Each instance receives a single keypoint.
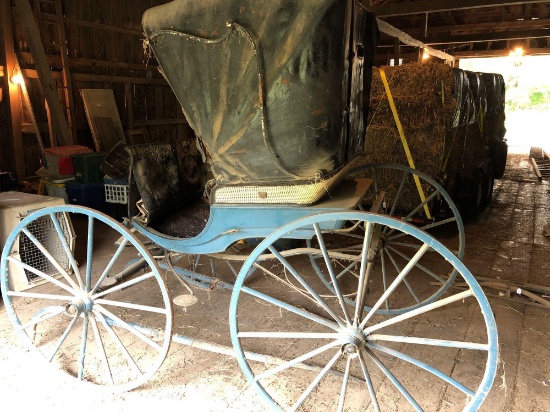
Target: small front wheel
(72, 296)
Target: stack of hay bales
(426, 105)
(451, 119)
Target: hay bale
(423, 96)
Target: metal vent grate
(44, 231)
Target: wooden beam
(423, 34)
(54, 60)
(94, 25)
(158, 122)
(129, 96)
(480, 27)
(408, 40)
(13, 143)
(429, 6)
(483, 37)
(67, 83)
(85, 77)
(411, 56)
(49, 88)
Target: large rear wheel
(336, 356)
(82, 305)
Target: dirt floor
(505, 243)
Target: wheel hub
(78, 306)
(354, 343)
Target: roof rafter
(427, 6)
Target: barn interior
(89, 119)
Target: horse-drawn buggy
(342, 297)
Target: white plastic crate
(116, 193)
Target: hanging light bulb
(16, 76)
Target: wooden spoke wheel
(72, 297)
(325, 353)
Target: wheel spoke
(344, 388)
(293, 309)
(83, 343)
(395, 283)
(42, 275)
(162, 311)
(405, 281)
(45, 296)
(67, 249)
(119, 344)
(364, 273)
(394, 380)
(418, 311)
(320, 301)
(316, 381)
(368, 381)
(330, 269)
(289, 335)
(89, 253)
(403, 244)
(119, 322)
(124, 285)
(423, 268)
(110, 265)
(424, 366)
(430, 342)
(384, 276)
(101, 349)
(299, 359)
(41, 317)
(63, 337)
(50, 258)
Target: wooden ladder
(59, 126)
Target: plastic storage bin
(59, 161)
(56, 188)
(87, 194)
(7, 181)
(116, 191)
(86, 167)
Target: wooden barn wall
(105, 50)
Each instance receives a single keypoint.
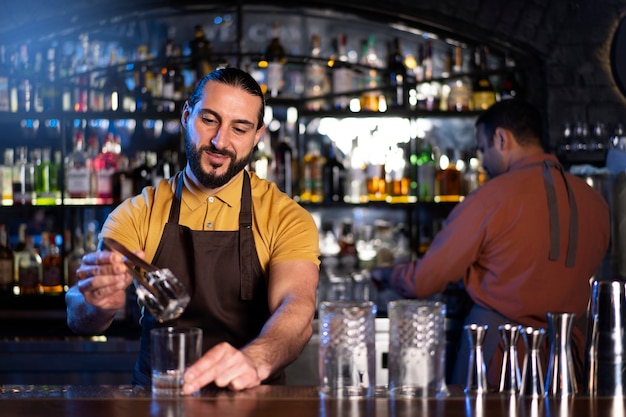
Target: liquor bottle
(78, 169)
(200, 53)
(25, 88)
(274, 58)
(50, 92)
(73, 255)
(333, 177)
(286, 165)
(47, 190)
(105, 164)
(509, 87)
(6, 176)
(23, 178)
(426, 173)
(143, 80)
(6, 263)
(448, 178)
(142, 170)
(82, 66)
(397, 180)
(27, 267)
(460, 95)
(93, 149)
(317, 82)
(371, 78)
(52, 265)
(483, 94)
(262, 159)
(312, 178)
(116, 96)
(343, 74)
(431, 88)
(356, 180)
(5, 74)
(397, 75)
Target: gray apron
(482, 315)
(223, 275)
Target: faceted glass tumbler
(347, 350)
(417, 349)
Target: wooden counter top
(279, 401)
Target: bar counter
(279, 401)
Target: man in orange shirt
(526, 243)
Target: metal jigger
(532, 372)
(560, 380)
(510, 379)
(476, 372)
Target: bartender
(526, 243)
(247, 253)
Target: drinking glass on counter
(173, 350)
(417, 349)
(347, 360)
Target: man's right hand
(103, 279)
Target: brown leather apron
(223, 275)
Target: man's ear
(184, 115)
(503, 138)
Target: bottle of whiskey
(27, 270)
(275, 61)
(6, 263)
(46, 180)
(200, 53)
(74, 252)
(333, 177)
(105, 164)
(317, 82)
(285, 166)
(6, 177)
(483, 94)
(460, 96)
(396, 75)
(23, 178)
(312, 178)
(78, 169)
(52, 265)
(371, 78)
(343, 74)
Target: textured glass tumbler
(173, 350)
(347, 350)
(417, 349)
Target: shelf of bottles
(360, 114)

┄┄┄┄┄┄

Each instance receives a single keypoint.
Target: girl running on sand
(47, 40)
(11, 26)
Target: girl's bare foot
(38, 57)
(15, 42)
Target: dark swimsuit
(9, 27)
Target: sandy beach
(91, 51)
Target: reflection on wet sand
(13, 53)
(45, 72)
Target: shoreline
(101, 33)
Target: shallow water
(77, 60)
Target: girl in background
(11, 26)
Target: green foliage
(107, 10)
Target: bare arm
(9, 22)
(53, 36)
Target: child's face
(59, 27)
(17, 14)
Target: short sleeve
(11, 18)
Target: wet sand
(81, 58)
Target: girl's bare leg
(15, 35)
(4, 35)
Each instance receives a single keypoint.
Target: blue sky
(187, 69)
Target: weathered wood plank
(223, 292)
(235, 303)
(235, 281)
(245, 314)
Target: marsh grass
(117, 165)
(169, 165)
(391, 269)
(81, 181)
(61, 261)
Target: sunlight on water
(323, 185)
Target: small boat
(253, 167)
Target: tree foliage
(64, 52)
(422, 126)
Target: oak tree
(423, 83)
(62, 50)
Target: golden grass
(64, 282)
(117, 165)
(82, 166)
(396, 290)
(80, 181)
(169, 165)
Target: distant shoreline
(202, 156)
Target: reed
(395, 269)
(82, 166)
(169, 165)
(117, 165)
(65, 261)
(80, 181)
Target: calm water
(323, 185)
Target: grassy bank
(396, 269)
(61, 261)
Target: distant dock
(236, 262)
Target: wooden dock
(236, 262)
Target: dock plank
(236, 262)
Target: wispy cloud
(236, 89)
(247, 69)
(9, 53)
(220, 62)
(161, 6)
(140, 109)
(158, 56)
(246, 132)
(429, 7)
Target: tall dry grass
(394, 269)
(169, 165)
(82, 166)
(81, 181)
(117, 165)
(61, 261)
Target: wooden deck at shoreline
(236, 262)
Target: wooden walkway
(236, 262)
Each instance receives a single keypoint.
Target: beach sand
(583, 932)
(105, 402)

┄┄┄┄┄┄

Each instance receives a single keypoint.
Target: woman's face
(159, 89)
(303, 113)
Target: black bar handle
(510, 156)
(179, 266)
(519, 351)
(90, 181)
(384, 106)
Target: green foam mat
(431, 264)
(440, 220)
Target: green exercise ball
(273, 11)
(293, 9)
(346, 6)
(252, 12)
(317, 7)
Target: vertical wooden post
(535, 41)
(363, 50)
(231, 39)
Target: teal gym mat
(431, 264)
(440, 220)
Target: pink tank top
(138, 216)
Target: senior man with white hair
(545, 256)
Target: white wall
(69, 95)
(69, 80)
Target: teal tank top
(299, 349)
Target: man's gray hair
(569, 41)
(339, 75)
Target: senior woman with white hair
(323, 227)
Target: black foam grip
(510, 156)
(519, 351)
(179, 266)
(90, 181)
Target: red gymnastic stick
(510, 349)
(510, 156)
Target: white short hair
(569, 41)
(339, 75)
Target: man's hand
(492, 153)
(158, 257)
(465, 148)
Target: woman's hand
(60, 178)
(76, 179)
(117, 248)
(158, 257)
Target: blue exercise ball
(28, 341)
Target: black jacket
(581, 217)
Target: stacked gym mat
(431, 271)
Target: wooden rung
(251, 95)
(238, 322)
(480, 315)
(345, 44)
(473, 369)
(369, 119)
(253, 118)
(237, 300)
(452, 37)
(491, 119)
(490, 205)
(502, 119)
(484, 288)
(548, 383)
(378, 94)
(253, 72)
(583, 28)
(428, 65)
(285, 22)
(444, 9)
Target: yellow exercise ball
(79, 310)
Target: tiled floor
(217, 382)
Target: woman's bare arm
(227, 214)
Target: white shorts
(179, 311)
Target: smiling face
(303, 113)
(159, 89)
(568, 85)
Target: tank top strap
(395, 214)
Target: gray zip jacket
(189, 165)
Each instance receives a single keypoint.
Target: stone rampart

┄┄┄┄┄┄

• [Short task] Switch "tank top strap" to "shoulder strap" in everything from the line containing "Target: smiling face" down to the line containing "Target: stone rampart", and give those lines again with nothing else changed.

• [The output]
Target: smiling face
(303, 113)
(159, 89)
(568, 85)
Target: shoulder strap
(395, 214)
Target: gray zip jacket
(189, 165)
Each instance receives a single keypoint.
Target: stone rampart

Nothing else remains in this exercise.